Goal =
Pictures in the data below are not part of the copy; transcribe everything else exactly.

Data records =
::::

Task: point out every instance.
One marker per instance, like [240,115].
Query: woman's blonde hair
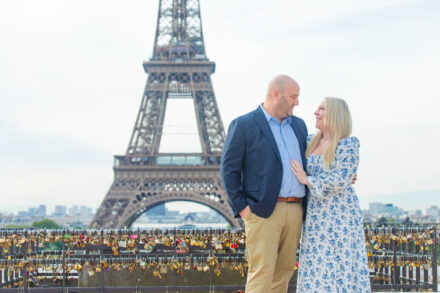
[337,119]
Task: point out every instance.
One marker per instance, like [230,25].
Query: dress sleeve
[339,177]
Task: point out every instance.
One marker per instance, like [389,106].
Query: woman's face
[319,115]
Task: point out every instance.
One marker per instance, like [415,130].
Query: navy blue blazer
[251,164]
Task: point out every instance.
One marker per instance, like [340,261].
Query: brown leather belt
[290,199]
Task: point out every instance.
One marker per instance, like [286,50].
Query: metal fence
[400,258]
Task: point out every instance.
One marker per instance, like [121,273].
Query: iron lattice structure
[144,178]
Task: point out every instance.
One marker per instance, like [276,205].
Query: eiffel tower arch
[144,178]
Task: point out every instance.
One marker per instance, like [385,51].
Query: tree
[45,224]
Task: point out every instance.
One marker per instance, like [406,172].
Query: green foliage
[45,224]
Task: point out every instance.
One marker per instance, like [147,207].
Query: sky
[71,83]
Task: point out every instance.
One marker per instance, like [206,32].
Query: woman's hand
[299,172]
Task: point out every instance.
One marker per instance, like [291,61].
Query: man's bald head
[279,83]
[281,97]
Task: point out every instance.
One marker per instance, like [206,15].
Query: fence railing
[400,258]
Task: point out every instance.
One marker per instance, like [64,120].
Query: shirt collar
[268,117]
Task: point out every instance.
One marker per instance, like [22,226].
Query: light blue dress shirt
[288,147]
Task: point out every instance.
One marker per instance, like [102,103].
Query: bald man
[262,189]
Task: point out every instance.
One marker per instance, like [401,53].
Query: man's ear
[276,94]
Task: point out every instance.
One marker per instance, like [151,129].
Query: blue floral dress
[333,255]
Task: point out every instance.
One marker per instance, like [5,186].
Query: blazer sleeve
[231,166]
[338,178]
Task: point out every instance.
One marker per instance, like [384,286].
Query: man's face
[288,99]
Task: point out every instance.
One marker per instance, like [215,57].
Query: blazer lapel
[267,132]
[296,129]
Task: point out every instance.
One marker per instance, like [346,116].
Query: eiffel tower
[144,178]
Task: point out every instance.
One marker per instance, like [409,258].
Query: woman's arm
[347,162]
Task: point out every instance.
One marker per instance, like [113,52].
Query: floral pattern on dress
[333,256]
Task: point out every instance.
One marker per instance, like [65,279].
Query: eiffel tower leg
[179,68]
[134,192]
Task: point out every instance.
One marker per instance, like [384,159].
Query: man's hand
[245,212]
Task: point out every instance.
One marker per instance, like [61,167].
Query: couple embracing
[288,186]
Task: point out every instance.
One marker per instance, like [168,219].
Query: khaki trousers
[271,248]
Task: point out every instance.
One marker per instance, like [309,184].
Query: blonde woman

::::

Exercise response =
Task: point out every instance.
One marker per instance, like [240,115].
Query: woman's blonde hair
[337,119]
Task: point out every instance.
One marker per instance, like [230,25].
Query: dress sleeve
[339,177]
Task: point out every instance.
One marker per instance, like [389,106].
Query: woman's face
[319,115]
Task: point out every instance.
One marker per instance, like [415,130].
Query: navy blue blazer
[251,164]
Task: point out every instance.
One marker per instance, like [340,261].
Query: brown leather belt
[290,199]
Task: point out every instance.
One marker per instance, like [286,50].
Query: metal fence
[400,258]
Task: point out every instance.
One marker per instance, like [121,273].
Query: iron lattice structure
[144,178]
Task: point out every instance.
One marker per instance, like [276,205].
Query: eiffel tower arch
[144,178]
Task: point out every instance.
One marker per instance, like [385,51].
Query: tree
[45,224]
Task: point out every instance.
One marker per instance, like [406,172].
Query: green foliage
[45,224]
Task: point out every instance.
One marker per instance, like [147,207].
Query: sky
[71,83]
Task: point out every instance.
One marker per instance, like [206,32].
Query: woman's hand
[299,172]
Task: point out every instance.
One marker per instance, like [291,61].
Query: man's bald head
[279,83]
[281,97]
Task: point out every instance.
One marker per instance, like [206,15].
Query: fence railing
[400,258]
Task: point out every instance.
One marker per instance, like [64,120].
Query: shirt collar
[268,117]
Task: point out every instance.
One marker per instance, like [22,226].
Query: light blue dress shirt
[288,147]
Task: point out every instance.
One marker per instance, like [102,103].
Query: bald man
[262,189]
Task: point out every instance.
One marker per instance, like [401,53].
Query: man's ear
[276,94]
Task: point out every instance.
One marker per instance, like [151,129].
Query: blue floral dress
[333,255]
Task: point out every instance.
One marker per instance, like [5,186].
Query: blazer sleeve
[231,166]
[338,178]
Task: point out every instance.
One marker per instance, like [384,286].
Query: man's face
[288,99]
Task: point out every instance.
One marker per instance, like [215,57].
Query: blazer lapel
[267,132]
[296,129]
Task: point out every instance.
One marker per instance, like [346,116].
Query: eiffel tower
[144,178]
Task: point out every instance.
One marker per instance, like [409,258].
Query: woman's arm
[347,162]
Task: point out every instance.
One marker per instance, like [113,52].
Query: floral pattern on dress
[333,256]
Task: point out every instance.
One marker per instance, like [65,279].
Query: eiffel tower leg
[179,68]
[134,192]
Task: point out every instance.
One marker per instance, like [384,159].
Query: man's hand
[245,212]
Task: point out every instance.
One marker per instance, like [61,167].
Query: couple embracing
[288,186]
Task: point out every instance.
One marker per instance, like [168,219].
Query: khaki trousers
[271,248]
Task: point out every instance.
One marker per instance, like [309,184].
Query: blonde woman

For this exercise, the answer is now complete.